__PAGE EXCERPT__
____________________
3D printing processes such as FDM, SLA and SLS are today considered the most economic way to make plastic prototypes. Sometimes, however, certain non-printable materials are needed, and sometimes CNC machining is the only option. Our team has rich experience making plastic concept models and precise functional components. Understanding the properties of different plastics, with lots of testing and experimentation with pre-heating, tool paths and other factors, we are able to minimize deformation on plastics such as PP, PA, PE, POM, etc. 3ERP provides a range of solutions for the machining of plastic parts.
One of the main advantages of plastic machining — especially for prototypes and short-run production — is its ability to create parts without molds. The most expensive part of injection molding is creating the metal tooling; with CNC machining, however, that stage is not required.
Because machined plastic parts are made directly from a digital file, it is easy for engineers to make small modifications to the digital design between iterations. And since they do not have to make new tooling, there is little cost involved in upgrading and updating the part.
The range of CNC machine tools allows for total control over a part’s final appearance, offering fine trimming and cutting capabilities not available to injection molding or 3D printing equipment. Machined parts are also free from 3D printer layer lines and seams from injection molding parting lines.
CNC milled plastic parts are very popular in the automotive industry, especially for automobile lighting.When making an outer lens cover, for example, a 3D printed SLA prototype only provides about 60% transparency when compared with a CNC machined PMMA prototype. Marks left by the printer can be a major problem, while SLA printing materials are not as effective as PMMA block.
Light guides are also suited to machining, since they require optical details such as prisms, teeth and other tiny shapes.
CNC machining is widely used for small and medium-size plastic components like pulleys, clamps and levers.
The process is particularly valuable for parts in custom machinery, where mass production using injection molding would be economically inefficient.
Although injection molding is often used to produce packaging for items like food and consumer products, machining represents a powerful alternative — especially for hard-to-process materials like PTFE.
PTFE sleeves and protective cases are used in many packaging applications, since they have a spongy consistency and can be machined into precise shapes.
____________________
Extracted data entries
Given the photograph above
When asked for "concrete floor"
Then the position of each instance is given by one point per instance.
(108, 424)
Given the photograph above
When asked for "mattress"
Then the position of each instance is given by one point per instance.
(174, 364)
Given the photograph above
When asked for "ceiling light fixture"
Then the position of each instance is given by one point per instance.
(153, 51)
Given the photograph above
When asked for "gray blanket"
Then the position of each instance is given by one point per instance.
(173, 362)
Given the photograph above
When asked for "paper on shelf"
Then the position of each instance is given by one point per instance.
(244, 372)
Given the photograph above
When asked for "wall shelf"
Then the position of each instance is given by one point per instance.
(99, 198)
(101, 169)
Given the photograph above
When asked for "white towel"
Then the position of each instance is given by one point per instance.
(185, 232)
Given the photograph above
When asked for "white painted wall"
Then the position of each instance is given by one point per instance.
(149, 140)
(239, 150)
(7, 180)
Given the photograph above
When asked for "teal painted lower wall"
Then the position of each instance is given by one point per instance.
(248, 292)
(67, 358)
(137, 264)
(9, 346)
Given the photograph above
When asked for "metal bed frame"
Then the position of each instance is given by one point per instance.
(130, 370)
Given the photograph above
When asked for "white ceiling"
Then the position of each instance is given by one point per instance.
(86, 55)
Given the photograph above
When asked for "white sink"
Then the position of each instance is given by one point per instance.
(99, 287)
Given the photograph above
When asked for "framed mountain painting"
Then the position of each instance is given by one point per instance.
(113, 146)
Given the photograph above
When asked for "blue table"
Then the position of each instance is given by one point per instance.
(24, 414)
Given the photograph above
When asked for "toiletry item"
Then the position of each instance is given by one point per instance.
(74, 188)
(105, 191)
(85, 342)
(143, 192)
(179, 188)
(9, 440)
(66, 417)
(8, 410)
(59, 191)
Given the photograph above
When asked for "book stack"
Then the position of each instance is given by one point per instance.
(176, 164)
____________________
__EXERCISE__
Continue the page on CNC machining of plastic parts, picking up right after its final sentence.

__EXPECTED ANSWER__
CNC machining is frequently used to make plastic parts for the medical industry. These include medicine dispenser components, handles for surgical tools and components for electronic medical devices.
1. When plastic parts need to be large and solid. These parts can take hours to 3D print, while it takes just a few minutes to mill them with a CNC machine.
2. When special material is needed. If you design a component in a material like POM, PEI or PEEK, there is virtually no way to 3D print them, since reliable and affordable printing formulations of these plastics are not yet available. Instead, blocks and bars of the materials can be used for CNC machining.
3. When concept models or functional prototypes need a high-quality surface finish. The 3D printing process leaves layer marks on the surface of part that can be difficult to remove. But since we can achieve surfaces of Ra 0.2 from milling, we save a lot of time on finishing.
4. When parts have tiny details that can only be made from CNC machining. Some small details are not suited to printing. For example, lots of optical patterns are designed with a small radius, and with CNC milling we can achieve radii as small as R 0.05 mm.
Although machined plastics are not as amenable to surface finishing procedures as machined metals, there are still several options for altering and improving the surface appearance of a plastic part.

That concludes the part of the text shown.